Update the records from their start through the line holding "column 363, row 118", inclusive, replacing "parked car" with "parked vehicle" and leaving everything else unchanged.
—————
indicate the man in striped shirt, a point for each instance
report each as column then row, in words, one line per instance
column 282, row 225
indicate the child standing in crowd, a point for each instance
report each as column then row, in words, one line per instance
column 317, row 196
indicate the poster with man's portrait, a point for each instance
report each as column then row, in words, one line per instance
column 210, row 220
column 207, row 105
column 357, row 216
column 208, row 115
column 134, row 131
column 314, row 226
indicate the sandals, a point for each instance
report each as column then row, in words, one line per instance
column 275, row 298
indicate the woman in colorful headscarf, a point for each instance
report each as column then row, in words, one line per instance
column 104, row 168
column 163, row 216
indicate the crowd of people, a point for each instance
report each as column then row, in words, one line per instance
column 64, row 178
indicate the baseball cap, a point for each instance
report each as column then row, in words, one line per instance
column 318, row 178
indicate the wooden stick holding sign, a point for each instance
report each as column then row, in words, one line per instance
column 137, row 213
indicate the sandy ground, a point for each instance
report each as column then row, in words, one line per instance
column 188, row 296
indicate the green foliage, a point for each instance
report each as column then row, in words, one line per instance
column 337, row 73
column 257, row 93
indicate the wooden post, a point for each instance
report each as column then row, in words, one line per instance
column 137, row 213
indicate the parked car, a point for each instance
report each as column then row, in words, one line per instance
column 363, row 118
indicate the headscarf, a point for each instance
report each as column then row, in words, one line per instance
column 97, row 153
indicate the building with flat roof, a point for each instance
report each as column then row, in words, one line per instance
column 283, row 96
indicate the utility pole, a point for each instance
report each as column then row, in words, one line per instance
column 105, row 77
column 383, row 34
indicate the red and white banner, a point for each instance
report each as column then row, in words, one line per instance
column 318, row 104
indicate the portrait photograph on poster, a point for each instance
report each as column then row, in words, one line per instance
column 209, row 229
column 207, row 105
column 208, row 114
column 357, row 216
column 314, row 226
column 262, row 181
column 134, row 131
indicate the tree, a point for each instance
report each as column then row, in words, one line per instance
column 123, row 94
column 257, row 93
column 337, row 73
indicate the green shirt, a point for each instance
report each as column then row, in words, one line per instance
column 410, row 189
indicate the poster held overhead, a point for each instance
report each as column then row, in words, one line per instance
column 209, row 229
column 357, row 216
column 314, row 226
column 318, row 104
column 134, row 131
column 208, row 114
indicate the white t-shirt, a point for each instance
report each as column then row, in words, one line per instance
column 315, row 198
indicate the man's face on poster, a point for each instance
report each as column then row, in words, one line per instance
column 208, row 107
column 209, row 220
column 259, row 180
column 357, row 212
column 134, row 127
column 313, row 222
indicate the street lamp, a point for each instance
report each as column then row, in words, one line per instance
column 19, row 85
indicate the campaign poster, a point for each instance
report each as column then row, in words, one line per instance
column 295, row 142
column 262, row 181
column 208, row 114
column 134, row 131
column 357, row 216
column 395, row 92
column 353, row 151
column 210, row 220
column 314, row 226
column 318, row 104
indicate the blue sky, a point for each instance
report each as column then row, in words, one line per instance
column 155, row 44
—————
COMPLETED TASK
indicate the man in striped shirt, a point for each instance
report each as column then row, in words, one line per instance
column 282, row 225
indicate the child standing in crowd, a point for each instance
report each as column then row, in words, one line per instance
column 317, row 196
indicate the poster with man's portrait, a point for each instance
report each as column then row, in words, one line per instance
column 210, row 220
column 207, row 105
column 357, row 216
column 208, row 115
column 134, row 131
column 314, row 226
indicate the sandals, a point for each instance
report each as column then row, in words, one line per instance
column 275, row 298
indicate the woman in colorful headscarf, a point for each instance
report each as column then row, in words, one line per instance
column 104, row 168
column 163, row 216
indicate the crowd of people, a point for each instance
report each as column then row, in words, one line per instance
column 64, row 178
indicate the baseball cap, a point for each instance
report each as column then row, in words, one line per instance
column 318, row 178
indicate the wooden stick holding sign, a point for each instance
report each as column then row, in words, one line per instance
column 137, row 213
indicate the sandy ground, a point for each instance
report each as column then row, in words, one line per instance
column 188, row 296
indicate the green foliage, a point for each instance
report each as column then row, in words, one line per instance
column 337, row 73
column 257, row 93
indicate the wooden post, a point for each instance
report each as column then row, in words, one line per instance
column 137, row 213
indicate the parked vehicle, a point for each instance
report each as column then row, in words, one line per instance
column 363, row 118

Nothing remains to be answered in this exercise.